▶ _Hinweise zur Übung_:
Tausche in der folgenden Auflistung „tissue box“ überall gegen „tissue dispenser“ aus. Gib alle Zeilen sonst unverändert wieder.

▶ _Extrahierte Einträge_:
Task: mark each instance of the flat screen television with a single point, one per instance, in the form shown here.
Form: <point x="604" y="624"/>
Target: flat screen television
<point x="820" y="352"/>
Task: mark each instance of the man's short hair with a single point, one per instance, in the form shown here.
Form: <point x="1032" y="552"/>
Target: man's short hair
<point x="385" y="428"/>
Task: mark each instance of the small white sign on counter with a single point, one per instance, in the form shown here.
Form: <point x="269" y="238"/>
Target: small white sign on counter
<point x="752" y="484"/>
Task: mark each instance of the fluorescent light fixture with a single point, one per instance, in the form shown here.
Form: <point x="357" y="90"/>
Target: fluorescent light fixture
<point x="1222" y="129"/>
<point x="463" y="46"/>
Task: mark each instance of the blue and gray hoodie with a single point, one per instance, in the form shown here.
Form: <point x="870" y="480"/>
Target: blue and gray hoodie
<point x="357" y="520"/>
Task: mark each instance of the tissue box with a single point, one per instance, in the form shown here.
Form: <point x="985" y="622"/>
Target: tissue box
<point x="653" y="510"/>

▶ _Schriftliche Antwort_:
Task: mark each instance of the flat screen television with a single point, one per instance, in the form shown here.
Form: <point x="604" y="624"/>
Target: flat screen television
<point x="820" y="352"/>
Task: mark each instance of the man's short hair with a single point, one per instance, in the form shown here.
Form: <point x="1032" y="552"/>
Target: man's short hair
<point x="385" y="428"/>
Task: mark each instance of the small white sign on counter with a single point, one per instance, in the form shown here.
Form: <point x="269" y="238"/>
Target: small white sign on counter
<point x="752" y="484"/>
Task: mark each instance of the fluorescent light fixture with a single point, one per instance, in the form shown here.
Form: <point x="357" y="90"/>
Target: fluorescent light fixture
<point x="1222" y="129"/>
<point x="463" y="46"/>
Task: mark each instance of the blue and gray hoodie with a single point, one per instance, in the form shown here.
Form: <point x="870" y="480"/>
Target: blue and gray hoodie
<point x="357" y="520"/>
Task: mark each instance of the tissue dispenser with a single point, one per instance, in the form shown here.
Form: <point x="985" y="622"/>
Target: tissue dispenser
<point x="653" y="510"/>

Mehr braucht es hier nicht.